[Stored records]
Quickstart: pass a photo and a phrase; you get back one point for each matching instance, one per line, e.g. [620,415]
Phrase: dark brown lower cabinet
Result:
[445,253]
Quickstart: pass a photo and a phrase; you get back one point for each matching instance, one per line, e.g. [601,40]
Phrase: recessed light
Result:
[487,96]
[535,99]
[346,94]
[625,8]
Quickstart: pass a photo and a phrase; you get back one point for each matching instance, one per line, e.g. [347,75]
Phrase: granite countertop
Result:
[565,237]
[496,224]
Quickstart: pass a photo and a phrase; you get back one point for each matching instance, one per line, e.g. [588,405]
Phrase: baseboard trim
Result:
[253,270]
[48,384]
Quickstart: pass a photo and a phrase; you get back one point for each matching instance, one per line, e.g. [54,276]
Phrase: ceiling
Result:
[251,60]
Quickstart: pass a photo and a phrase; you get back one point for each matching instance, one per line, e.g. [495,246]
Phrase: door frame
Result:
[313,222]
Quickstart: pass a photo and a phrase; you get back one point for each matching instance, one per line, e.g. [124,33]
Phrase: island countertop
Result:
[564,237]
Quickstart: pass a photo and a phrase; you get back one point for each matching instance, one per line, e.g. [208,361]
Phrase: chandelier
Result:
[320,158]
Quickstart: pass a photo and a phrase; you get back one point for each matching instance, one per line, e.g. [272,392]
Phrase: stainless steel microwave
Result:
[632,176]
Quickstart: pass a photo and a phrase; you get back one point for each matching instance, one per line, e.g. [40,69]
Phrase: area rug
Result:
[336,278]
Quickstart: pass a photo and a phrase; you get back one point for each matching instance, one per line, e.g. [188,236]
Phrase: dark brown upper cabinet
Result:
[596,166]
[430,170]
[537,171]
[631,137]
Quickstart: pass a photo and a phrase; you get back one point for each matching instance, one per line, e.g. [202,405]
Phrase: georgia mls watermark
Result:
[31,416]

## What is needed
Reproduce all of the material above, renaming "Result" to "Output" wherever it appears and leaving everything else as it is.

## Solution for this problem
Quickstart: pass a photo and a phrase; you get back one point for each matching instance, one per line, e.g. [620,415]
Phrase: dark brown lower cabinet
Output:
[445,253]
Quickstart: pass a photo and a phrase; you get back one point for each matching instance, one per line, e.g. [601,40]
Phrase: recessed light
Output:
[487,96]
[535,99]
[346,94]
[625,8]
Quickstart: pass a photo and a phrase; you get back one point for each matching instance, one per line, e.g. [347,75]
Phrase: granite countertop
Output:
[565,237]
[496,224]
Quickstart: pass a photo and a phrase; you get back one point for each matching instance, one per line, e.g. [588,405]
Phrase: baseboard trim
Output:
[253,270]
[48,384]
Quickstart: pass a photo and a phrase; you get back one point for each matching instance, one per line, e.g. [54,276]
Phrase: ceiling
Output:
[251,60]
Quickstart: pass a photo and a phrase; you get back one point for each matching instance, one per line, e.g. [495,246]
Phrase: door frame
Output:
[313,222]
Quickstart: pass a photo and a phrase; you get back one point for each matching instance, one per line, e.g. [124,33]
Phrase: island countertop
Output:
[564,237]
Quickstart: pass a photo and a phrase; you get back one point for each matching instance, one per line, e.g. [208,361]
Phrase: chandelier
Output:
[320,158]
Quickstart: pass a photo and a phrase; you get back one point for each matching instance, one per line, e.g. [272,392]
Phrase: stainless steel microwave
Output:
[632,176]
Quickstart: pass a photo and a phrase; you get back one point for each matching instance, one per line, e.g. [40,69]
Phrase: area rug
Output:
[336,278]
Quickstart: pass a photo and a phrase; you get back one point for each matching instance, one per line, e.g. [188,236]
Phrase: dark brown upper cabinet
Output:
[596,166]
[430,170]
[537,171]
[631,137]
Quickstart: pass a photo and a phrase; you get back one point for each matching instance, one per line, e.g. [202,405]
Phrase: georgia mls watermark
Output:
[31,416]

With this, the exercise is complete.